ACTUALITÉ
Fruits et légumes

Pas assez de vrac, trop de plastique

Dans les grandes surfaces, les fruits et légumes frais sont encore très souvent proposés emballés, y compris ceux dont la vente en vrac est pourtant facile. Les emballages plastiques sont en théorie interdits depuis le début de l’année, mais on en voit encore beaucoup, du fait d’une application partielle de la loi antigaspillage pour une économie circulaire (dite « loi Agec ») et de nombreuses dérogations.

Les filières alimentaires sont décidément accros au plastique. Au point de continuer à l’utiliser largement, y compris pour des fruits et légumes qui se vendent aisément en vrac. Les enquêteurs de l’UFC-Que Choisir ont fait le tour de 854 grandes surfaces sur le territoire hexagonal entre le 13 et le 27 avril, pour vérifier ce qu’il en était pour 10 aliments courants : avocat, banane, carottes, citron, concombre, kiwi, poire, poivron, pomme, tomates cerises.

D’évidence, le vrac a une marge de progression importante. Globalement, les magasins Carrefour sont les mieux-disants, avec la moitié de leur offre de fruits et légumes en vrac uniquement. Ils sont suivis par Auchan et E.Leclerc (44 % de l’offre en vrac pour chacun). La part des fruits et légumes du panier proposés en vrac est nettement plus faible chez les discounters que dans les grandes surfaces classiques. Lidl et Aldi, les deux derniers de notre classement, ont ainsi les taux les plus élevés de mises en vente uniquement emballées (un quart des produits du rayon considéré). Pour le reste de l’offre, elle peut être à la fois en vrac et emballage (plastique, carton ou filets), voire uniquement sous emballage.

Encore trop de plastique dans 8 magasins sur 10

Qu’en est-il plus précisément de l’utilisation du plastique ? Les distributeurs éprouvent visiblement des difficultés à s’en passer, et certains plus que d’autres. Ainsi, 81 % des magasins, toutes enseignes confondues, vendent au moins un des 10 fruits et légumes du panier (1) dans un emballage constitué tout ou partie de plastique. Là encore, les discounters sont les plus mauvais élèves, puisque respectivement 91 % des Lidl et 88 % des Aldi visités présentent au moins un de ces 10 produits sous plastique. Les grandes et moyennes surfaces traditionnelles font à peine mieux, allant de 86 % des magasins Intermarché à 77 % pour Carrefour et E.Leclerc – les mieux-disants.

Les grandes surfaces sont donc encore loin de respecter la loi antigaspillage pour une économie circulaire (loi Agec). Le ministère de la Transition écologique estime qu’il y a eu « une réduction d'environ 25 % des emballages plastiques de fruits et légumes frais entre 2021 et 2023 ». « Des contrôles sur le terrain » sont prévus cette année pour vérifier l’application de la réglementation.

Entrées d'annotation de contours
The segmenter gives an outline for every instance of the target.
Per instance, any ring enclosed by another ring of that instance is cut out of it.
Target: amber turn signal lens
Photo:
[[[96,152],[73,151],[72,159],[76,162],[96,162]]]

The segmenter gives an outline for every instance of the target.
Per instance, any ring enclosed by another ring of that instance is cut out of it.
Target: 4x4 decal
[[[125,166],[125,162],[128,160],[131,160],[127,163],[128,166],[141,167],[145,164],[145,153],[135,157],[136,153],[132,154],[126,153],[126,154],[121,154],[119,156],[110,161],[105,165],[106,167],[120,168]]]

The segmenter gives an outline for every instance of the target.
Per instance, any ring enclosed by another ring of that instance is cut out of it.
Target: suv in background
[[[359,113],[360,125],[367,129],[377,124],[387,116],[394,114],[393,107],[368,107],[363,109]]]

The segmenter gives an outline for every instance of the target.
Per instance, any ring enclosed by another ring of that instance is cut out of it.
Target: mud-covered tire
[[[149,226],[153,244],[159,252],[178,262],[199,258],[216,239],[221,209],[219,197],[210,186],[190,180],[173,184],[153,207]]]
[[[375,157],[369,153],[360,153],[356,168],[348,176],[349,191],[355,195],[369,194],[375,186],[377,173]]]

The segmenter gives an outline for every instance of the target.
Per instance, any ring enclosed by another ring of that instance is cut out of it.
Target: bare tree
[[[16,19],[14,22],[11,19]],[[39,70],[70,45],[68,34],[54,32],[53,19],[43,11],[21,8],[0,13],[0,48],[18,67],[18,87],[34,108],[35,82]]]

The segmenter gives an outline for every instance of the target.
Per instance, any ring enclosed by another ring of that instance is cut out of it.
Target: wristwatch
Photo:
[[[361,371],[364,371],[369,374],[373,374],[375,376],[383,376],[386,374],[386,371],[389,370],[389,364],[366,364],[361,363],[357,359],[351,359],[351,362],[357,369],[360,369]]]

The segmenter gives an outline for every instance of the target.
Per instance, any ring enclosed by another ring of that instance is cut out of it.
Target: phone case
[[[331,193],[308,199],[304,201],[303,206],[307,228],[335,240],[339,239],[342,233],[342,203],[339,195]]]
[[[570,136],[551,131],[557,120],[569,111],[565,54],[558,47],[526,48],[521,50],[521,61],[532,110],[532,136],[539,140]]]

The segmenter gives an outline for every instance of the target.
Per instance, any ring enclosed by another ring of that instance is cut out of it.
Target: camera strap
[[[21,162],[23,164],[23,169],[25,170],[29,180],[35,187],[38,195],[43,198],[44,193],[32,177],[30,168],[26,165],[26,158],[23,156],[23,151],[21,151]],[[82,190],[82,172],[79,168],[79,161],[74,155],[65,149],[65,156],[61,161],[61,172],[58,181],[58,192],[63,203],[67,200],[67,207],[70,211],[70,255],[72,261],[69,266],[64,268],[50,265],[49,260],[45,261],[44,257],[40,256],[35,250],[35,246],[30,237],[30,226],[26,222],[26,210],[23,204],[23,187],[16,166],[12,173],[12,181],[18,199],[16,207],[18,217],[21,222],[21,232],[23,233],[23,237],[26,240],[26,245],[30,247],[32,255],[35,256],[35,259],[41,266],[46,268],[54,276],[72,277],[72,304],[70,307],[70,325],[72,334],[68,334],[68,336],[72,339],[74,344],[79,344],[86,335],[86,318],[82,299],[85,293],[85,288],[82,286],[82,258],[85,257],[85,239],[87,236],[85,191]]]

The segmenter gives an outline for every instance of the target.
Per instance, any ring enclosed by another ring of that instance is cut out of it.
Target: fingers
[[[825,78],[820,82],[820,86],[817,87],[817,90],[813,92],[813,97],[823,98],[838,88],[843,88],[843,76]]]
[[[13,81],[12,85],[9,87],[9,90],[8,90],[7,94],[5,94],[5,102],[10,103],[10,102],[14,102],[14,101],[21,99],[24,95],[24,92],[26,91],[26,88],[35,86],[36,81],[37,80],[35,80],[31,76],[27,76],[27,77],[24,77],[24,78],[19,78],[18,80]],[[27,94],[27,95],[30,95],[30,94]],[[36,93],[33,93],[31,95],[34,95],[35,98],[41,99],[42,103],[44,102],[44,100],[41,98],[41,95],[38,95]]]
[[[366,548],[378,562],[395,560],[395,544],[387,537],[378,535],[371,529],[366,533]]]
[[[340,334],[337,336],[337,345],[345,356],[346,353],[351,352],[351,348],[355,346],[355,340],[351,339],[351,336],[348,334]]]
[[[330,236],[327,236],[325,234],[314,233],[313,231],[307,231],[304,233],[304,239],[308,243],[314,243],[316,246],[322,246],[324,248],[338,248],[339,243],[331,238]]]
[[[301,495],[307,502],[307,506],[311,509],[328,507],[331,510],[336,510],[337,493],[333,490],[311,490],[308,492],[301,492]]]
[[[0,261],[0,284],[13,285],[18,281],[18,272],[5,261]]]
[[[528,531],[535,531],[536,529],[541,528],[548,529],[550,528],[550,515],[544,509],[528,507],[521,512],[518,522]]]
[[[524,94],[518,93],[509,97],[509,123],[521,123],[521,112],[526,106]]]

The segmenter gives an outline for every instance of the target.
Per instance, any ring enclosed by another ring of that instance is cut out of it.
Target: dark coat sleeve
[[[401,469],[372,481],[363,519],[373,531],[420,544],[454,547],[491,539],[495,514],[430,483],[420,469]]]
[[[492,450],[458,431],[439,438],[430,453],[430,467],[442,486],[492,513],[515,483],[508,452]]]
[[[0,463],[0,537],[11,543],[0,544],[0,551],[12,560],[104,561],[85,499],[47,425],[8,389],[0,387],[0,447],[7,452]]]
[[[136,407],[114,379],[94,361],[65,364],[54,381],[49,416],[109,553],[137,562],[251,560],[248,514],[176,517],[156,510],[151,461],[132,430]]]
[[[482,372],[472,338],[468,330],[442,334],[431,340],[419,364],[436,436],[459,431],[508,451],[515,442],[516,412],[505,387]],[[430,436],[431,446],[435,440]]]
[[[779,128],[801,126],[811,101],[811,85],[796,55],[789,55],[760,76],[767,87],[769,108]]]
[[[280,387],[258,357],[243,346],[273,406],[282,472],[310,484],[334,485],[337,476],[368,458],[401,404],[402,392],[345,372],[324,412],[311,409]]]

- _TRAVAIL DEMANDÉ_
A: D'après l'article, dans combien de grandes surfaces les enquêteurs de l'UFC-Que Choisir se sont-ils rendus ?
B: Reproduisez à l'identique le passage de l'article qui débute aux mots « Pas assez de » et se termine après « de nombreuses dérogations. ».
C: Indiquez si chacune des affirmations suivantes concorde avec l'article, en répondant par oui ou par non et en citant les mots décisifs : (i) les magasins Carrefour proposent la moitié de leur offre de fruits et légumes en vrac uniquement ; (ii) 88 % des magasins Lidl visités présentent au moins un des produits du panier sous plastique ; (iii) la tournée des enquêteurs s'est déroulée au mois de mai.
Les entrées constituent un matériau distinct de l'article.

- _RÉPONSES ATTENDUES_
A: Ils se sont rendus dans 854 grandes surfaces sur le territoire hexagonal.

B:
Pas assez de vrac, trop de plastique

Dans les grandes surfaces, les fruits et légumes frais sont encore très souvent proposés emballés, y compris ceux dont la vente en vrac est pourtant facile. Les emballages plastiques sont en théorie interdits depuis le début de l’année, mais on en voit encore beaucoup, du fait d’une application partielle de la loi antigaspillage pour une économie circulaire (dite « loi Agec ») et de nombreuses dérogations.

C:
(i) Oui : « les magasins Carrefour sont les mieux-disants, avec la moitié de leur offre de fruits et légumes en vrac uniquement ».
(ii) Non : « respectivement 91 % des Lidl et 88 % des Aldi visités présentent au moins un de ces 10 produits sous plastique ».
(iii) Non : « entre le 13 et le 27 avril ».